▸ Objective: Copy every entry below word for word, changing nothing.

Portion of a data file

◆ ◆ ◆ ◆

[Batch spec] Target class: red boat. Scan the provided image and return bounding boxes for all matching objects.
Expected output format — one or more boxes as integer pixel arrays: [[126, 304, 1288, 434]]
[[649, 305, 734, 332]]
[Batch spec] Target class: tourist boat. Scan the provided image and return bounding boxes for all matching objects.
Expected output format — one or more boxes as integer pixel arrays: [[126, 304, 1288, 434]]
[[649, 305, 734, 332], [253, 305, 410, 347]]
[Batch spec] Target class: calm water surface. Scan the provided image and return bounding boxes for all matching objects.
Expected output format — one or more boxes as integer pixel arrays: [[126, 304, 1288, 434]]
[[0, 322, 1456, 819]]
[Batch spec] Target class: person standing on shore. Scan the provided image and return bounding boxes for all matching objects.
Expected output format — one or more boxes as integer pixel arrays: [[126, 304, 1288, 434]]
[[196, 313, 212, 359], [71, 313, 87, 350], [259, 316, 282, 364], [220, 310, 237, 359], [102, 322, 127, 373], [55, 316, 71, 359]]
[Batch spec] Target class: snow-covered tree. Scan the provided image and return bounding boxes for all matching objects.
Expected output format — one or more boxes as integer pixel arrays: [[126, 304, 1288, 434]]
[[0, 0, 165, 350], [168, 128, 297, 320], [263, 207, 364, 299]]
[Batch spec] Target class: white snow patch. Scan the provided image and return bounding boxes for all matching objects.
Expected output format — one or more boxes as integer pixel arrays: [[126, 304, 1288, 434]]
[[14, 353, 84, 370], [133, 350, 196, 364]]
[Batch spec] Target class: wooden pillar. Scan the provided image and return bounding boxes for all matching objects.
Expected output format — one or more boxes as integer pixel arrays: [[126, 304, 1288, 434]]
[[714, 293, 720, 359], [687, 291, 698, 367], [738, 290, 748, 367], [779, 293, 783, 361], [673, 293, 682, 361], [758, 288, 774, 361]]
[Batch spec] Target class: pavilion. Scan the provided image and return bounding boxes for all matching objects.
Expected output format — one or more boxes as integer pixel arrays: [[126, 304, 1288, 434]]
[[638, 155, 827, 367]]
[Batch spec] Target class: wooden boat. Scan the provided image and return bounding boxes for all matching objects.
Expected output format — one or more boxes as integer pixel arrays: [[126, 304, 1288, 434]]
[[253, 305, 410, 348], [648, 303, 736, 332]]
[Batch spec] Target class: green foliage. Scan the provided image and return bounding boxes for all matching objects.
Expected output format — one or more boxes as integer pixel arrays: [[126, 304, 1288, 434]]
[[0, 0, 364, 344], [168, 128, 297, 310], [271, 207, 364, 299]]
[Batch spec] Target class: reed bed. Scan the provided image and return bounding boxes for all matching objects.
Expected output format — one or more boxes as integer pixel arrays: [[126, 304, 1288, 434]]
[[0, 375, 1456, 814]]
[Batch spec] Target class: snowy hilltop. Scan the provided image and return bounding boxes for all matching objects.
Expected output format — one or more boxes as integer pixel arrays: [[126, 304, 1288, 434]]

◆ ◆ ◆ ◆

▸ Result of the task:
[Batch spec] Target class: red boat. Scan the provided image and return bounding boxes for all matching objects.
Expected output format — one or more boxes as integer pixel arrays: [[126, 304, 1288, 434]]
[[649, 305, 734, 332]]
[Batch spec] Target class: tourist boat. Scan the provided image and return bounding boxes for all matching objects.
Expected output format — one or more boxes as integer pixel arrays: [[126, 304, 1288, 434]]
[[649, 305, 734, 332], [253, 305, 410, 347]]
[Batch spec] Target class: calm water surface. Scan the provided image and return bounding boxes for all matching objects.
Expected output format — one or more boxes as integer pixel arrays: [[126, 304, 1288, 434]]
[[0, 322, 1456, 819]]
[Batch spec] Target class: person standing on shore. Scan the provided image and return bounding boxes for all matching objects.
Expected output format — one or more boxes as integer pixel arrays: [[126, 304, 1288, 434]]
[[196, 313, 212, 359], [71, 313, 87, 350], [259, 316, 282, 364], [220, 310, 237, 359], [102, 322, 127, 373], [55, 316, 71, 359]]
[Batch spec] Target class: snow-covered tree. Scan the provided image and return bounding boxes for all matching objects.
Expected output format — one or more boxes as integer pixel arrays: [[126, 304, 1288, 434]]
[[0, 0, 165, 350], [168, 128, 297, 320], [263, 207, 364, 299]]
[Batch spec] Target class: white snow patch. Scan the provided image and return bounding boxes for all matching objects.
Expected output format — one or more boxes as integer pixel arrays: [[126, 304, 1288, 434]]
[[14, 353, 84, 370], [133, 350, 196, 364]]
[Batch spec] Target class: wooden pillar. Scan the provided image and return bounding boxes for all matching objects.
Expected output format — one or more boxes as integer pixel arrays: [[126, 304, 1288, 434]]
[[714, 293, 720, 359], [687, 291, 698, 367], [738, 290, 748, 367], [779, 293, 783, 361], [673, 293, 682, 361], [758, 288, 774, 361]]
[Batch spec] Target class: pavilion. Scan the provided image and return bounding boxes for all matching objects.
Expected output format — one or more boxes as integer pixel arrays: [[126, 304, 1288, 434]]
[[638, 155, 827, 367]]
[Batch spec] Target class: wooden boat. Scan the provided image and return bounding boxes for all matching objects.
Expected output format — one or more boxes as integer pixel arrays: [[126, 304, 1288, 434]]
[[253, 305, 410, 348], [648, 303, 736, 332]]
[Batch spec] Target class: green foliage. Scan the provided image and return bounding boxes for all matching objects.
Expected output format — one or more boxes as integer pixel arrays: [[126, 304, 1288, 434]]
[[0, 0, 364, 344], [168, 128, 297, 310], [271, 207, 364, 299]]
[Batch spec] Target class: reed bed. Scan the provided image and return bounding boxes for all matching objects.
Expected output format — one or more boxes as integer pixel arrays: [[126, 304, 1288, 434]]
[[0, 375, 1456, 814]]
[Batch spec] Target class: snowy hilltop. Scan the provided image and return bounding boxes for all matching objects.
Expected output format — one or more boxes as integer pixel arrays: [[126, 304, 1288, 434]]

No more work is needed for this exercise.